**Set exercise 1:** Can you write out the records again, starting at the line that contains "query (the phrase naming what to segment): stone" and ending at the last line of the records, with both ends included? Keep the requests, and multiply every polygon coordinate in the answers by 0.95, rounding each to a whole number with halves rounded up.

**Text extract:**
——————

# concurrent-log-handler
This package provides an additional log handler for Python's standard logging
package (PEP 282). This handler will write log events to a log file which is
rotated when the log file reaches a certain size. Multiple processes can
safely write to the same log file concurrently. Rotated logs can be gzipped
if desired. Both Windows and POSIX systems are supported. An optional threaded
queue logging handler is provided to perform logging in the background.
This is a fork of Lowell Alleman's ConcurrentLogHandler 0.9.1 which fixes
a hanging/deadlocking problem. [See this](https://bugs.launchpad.net/python-concurrent-log-handler/+bug/1265150).
Summary of other changes:
* New: requires Python 3.6 or higher.
* If you require support for Python 2.7, use version
[0.9.22](https://github.com/Preston-Landers/concurrent-log-handler/releases/tag/0.9.22).
* Renamed package to `concurrent_log_handler` (abbreviated CLH in this file.)
* Provide `use_gzip` option to compress rotated logs
* Support for Windows
* Uses file locking to ensure exclusive write access
Note: file locking is advisory, not a hard lock against external processes
* More secure generation of random numbers for temporary filenames
* Change the name of the lockfile to have .__ in front of it.
* Provide a class for time-based rotation: [ConcurrentTimedRotatingFileHandler](#time-based-rotation-settings)
* Provide an optional QueueListener / QueueHandler implementation for
handling log events in a background thread.
* Allow setting owner and mode permissions of rollover file on Unix
* Depends on `portalocker` package, which (on Windows only) depends on `PyWin32`
## Links
* [concurrent-log-handler on Github](https://github.com/Preston-Landers/concurrent-log-handler)
* [concurrent-log-handler on the Python Package Index (PyPI)](https://pypi.org/project/concurrent-log-handler/)

——————

Labeled area outline records
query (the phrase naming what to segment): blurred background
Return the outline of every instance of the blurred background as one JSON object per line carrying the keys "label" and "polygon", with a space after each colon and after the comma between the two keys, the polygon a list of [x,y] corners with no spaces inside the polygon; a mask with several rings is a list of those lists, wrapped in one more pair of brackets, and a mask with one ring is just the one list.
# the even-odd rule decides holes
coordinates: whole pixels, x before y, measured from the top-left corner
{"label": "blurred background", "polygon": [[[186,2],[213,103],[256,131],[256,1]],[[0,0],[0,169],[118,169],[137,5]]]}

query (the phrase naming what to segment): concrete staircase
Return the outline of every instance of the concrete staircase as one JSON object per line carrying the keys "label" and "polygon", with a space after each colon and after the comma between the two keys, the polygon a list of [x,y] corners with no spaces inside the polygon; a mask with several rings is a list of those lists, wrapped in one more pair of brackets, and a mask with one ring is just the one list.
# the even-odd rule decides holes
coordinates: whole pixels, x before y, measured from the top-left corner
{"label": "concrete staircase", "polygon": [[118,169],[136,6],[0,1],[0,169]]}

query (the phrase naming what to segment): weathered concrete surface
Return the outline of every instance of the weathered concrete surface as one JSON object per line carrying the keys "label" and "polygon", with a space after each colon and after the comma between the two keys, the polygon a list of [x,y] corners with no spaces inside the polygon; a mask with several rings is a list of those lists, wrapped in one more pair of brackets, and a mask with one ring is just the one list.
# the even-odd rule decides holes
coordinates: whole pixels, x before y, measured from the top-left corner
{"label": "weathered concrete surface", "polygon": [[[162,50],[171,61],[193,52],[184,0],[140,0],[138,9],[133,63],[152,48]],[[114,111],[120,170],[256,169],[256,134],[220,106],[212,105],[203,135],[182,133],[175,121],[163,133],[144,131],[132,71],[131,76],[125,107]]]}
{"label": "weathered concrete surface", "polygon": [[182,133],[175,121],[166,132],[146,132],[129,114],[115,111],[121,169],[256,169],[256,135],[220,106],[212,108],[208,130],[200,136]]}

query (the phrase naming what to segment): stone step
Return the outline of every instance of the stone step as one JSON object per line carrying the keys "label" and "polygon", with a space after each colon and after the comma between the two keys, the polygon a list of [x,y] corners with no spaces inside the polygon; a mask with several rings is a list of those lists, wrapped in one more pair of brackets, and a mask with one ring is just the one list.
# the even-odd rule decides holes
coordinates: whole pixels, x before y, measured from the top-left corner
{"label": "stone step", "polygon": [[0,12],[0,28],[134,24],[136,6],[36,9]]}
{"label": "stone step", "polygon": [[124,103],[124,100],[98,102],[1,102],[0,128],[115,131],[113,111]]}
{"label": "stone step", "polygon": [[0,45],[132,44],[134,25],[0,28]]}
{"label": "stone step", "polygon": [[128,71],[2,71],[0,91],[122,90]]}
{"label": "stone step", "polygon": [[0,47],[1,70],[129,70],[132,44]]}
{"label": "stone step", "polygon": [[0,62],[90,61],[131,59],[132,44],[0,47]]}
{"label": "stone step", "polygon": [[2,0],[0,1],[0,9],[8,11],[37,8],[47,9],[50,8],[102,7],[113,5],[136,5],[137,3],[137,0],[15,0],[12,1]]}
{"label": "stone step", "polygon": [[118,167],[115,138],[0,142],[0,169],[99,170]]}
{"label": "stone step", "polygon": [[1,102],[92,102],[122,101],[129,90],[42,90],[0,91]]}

——————

**Set exercise 2:** Could you reproduce the concurrent-log-handler text, starting at "This is a fork" and ending at "front of it.", with "lockfile" replaced by "lock file"?

**Correct answer 1:**
query (the phrase naming what to segment): stone step
Return the outline of every instance of the stone step as one JSON object per line carrying the keys "label" and "polygon", with a space after each colon and after the comma between the two keys, the polygon a list of [x,y] corners with no spaces inside the polygon; a mask with several rings is a list of those lists, wrapped in one more pair of brackets, and a mask with one ring is just the one list.
# the even-odd rule decides holes
coordinates: whole pixels, x before y, measured from the top-left corner
{"label": "stone step", "polygon": [[0,11],[0,27],[127,23],[129,6],[34,9]]}
{"label": "stone step", "polygon": [[118,98],[118,95],[93,97],[1,97],[0,122],[109,124],[107,105]]}
{"label": "stone step", "polygon": [[0,43],[125,42],[127,24],[0,27]]}
{"label": "stone step", "polygon": [[122,67],[2,67],[0,86],[116,86]]}
{"label": "stone step", "polygon": [[0,45],[1,67],[123,67],[125,42]]}
{"label": "stone step", "polygon": [[0,59],[86,58],[124,56],[125,42],[0,45]]}
{"label": "stone step", "polygon": [[2,0],[0,1],[0,9],[8,10],[35,8],[45,9],[48,8],[97,7],[107,5],[129,5],[130,3],[130,0],[14,0],[11,1]]}
{"label": "stone step", "polygon": [[112,159],[109,131],[0,135],[0,161],[94,162]]}
{"label": "stone step", "polygon": [[1,97],[87,97],[116,96],[123,86],[40,86],[0,86]]}

**Correct answer 2:**
This is a fork of Lowell Alleman's ConcurrentLogHandler 0.9.1 which fixes
a hanging/deadlocking problem. [See this](https://bugs.launchpad.net/python-concurrent-log-handler/+bug/1265150).
Summary of other changes:
* New: requires Python 3.6 or higher.
* If you require support for Python 2.7, use version
[0.9.22](https://github.com/Preston-Landers/concurrent-log-handler/releases/tag/0.9.22).
* Renamed package to `concurrent_log_handler` (abbreviated CLH in this file.)
* Provide `use_gzip` option to compress rotated logs
* Support for Windows
* Uses file locking to ensure exclusive write access
Note: file locking is advisory, not a hard lock against external processes
* More secure generation of random numbers for temporary filenames
* Change the name of the lock file to have .__ in front of it.